What needs to be done:
Reproduce the text of each item below verbatim, leaving out the pictures.

The data:
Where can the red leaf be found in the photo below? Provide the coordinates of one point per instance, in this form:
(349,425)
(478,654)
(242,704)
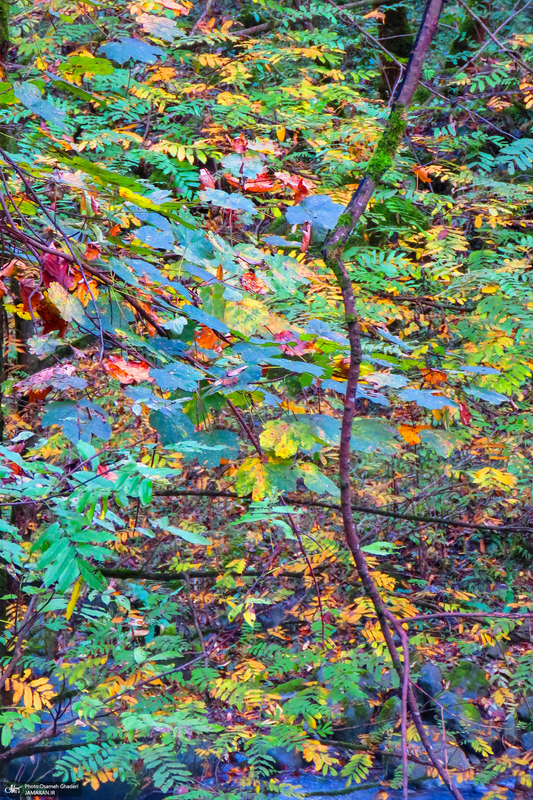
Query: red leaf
(465,415)
(127,371)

Problem solution:
Where can the red leaf be found in the photo below? Provide the coordinates of one point per instance, in this form:
(349,425)
(478,654)
(242,704)
Query: red leaf
(465,415)
(127,371)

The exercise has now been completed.